··· INFORMATION SUPPLIED ···

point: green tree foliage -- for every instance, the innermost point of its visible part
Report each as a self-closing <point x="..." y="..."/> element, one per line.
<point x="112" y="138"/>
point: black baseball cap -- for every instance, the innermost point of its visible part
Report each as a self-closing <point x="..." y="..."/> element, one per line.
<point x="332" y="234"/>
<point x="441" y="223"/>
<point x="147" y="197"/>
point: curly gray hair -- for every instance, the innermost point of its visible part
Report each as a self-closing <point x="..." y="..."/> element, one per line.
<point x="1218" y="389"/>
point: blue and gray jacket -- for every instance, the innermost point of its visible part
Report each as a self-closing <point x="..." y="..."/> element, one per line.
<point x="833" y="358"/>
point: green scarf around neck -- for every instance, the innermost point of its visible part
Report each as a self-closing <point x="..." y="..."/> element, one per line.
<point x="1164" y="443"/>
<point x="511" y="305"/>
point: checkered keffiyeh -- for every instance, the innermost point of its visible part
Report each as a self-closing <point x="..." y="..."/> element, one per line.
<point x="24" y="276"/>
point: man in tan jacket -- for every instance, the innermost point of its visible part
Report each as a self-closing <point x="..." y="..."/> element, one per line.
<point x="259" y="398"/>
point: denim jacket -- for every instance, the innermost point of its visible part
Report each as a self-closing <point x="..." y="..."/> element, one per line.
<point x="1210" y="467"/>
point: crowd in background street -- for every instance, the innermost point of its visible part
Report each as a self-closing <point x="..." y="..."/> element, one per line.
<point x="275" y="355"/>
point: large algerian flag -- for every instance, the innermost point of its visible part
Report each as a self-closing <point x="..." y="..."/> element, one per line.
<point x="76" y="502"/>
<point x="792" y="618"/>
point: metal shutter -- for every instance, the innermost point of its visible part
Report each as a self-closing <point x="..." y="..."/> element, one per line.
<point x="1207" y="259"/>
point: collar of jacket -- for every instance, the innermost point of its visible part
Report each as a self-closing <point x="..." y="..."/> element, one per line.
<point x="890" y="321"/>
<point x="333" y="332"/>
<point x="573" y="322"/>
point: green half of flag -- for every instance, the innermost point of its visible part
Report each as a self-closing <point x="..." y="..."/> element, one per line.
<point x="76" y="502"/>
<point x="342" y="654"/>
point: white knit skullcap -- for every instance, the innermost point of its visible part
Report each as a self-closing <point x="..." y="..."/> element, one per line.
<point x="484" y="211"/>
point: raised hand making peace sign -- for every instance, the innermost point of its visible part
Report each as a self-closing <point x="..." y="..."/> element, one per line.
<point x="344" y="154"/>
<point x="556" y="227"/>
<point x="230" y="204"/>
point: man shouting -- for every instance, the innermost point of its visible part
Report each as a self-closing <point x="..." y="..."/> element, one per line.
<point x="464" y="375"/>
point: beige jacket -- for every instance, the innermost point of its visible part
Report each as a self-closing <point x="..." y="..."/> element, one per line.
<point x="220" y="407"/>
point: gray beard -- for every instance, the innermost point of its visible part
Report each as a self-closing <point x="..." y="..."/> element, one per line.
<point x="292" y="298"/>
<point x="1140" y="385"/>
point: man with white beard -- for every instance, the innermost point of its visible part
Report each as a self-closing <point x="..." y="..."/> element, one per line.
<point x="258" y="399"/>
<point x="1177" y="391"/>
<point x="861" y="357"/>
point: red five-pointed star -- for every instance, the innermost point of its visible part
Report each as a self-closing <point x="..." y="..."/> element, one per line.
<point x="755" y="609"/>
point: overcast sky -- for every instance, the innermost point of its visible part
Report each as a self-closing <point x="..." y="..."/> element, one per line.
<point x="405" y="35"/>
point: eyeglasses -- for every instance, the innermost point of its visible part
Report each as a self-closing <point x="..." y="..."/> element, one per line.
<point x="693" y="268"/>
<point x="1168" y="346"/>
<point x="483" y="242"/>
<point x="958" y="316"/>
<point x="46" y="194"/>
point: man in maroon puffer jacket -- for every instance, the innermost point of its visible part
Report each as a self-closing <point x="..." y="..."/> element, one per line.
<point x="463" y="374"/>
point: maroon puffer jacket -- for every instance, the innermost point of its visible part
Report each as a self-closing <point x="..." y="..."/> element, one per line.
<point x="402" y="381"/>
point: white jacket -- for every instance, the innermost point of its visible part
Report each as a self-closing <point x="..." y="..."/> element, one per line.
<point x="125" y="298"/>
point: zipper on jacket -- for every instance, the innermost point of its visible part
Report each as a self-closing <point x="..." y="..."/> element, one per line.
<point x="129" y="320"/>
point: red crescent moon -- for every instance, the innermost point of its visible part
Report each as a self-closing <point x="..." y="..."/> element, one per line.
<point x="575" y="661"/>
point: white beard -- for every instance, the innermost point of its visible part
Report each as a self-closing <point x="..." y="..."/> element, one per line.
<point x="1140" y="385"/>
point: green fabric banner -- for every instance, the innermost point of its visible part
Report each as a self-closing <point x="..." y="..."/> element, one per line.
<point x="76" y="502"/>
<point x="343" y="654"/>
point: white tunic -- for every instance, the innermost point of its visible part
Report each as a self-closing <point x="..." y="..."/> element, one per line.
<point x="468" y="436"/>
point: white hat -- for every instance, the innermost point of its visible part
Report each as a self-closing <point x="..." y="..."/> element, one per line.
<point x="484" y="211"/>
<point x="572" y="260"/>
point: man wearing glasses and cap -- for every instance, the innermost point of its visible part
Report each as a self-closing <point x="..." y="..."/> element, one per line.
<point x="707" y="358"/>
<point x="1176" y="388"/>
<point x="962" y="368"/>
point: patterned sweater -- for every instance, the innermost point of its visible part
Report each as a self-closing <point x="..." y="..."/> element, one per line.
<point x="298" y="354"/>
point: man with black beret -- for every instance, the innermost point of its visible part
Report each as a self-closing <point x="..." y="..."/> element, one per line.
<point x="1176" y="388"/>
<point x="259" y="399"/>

···

> **WHAT IS NEEDED**:
Reproduce verbatim the lines above, from the line with "point: red crescent" through the line with "point: green fabric".

> **OUTPUT FOR THIS EXERCISE**:
point: red crescent moon -- for every instance, the innermost point of its visible part
Report each as a self-closing <point x="..." y="..."/> element, one per line.
<point x="575" y="661"/>
point: white beard -- for every instance, the innermost point of its visible part
Report each as a self-closing <point x="..." y="..."/> element, one per line.
<point x="1140" y="385"/>
point: green fabric banner -- for every instance, the innermost point of its visible part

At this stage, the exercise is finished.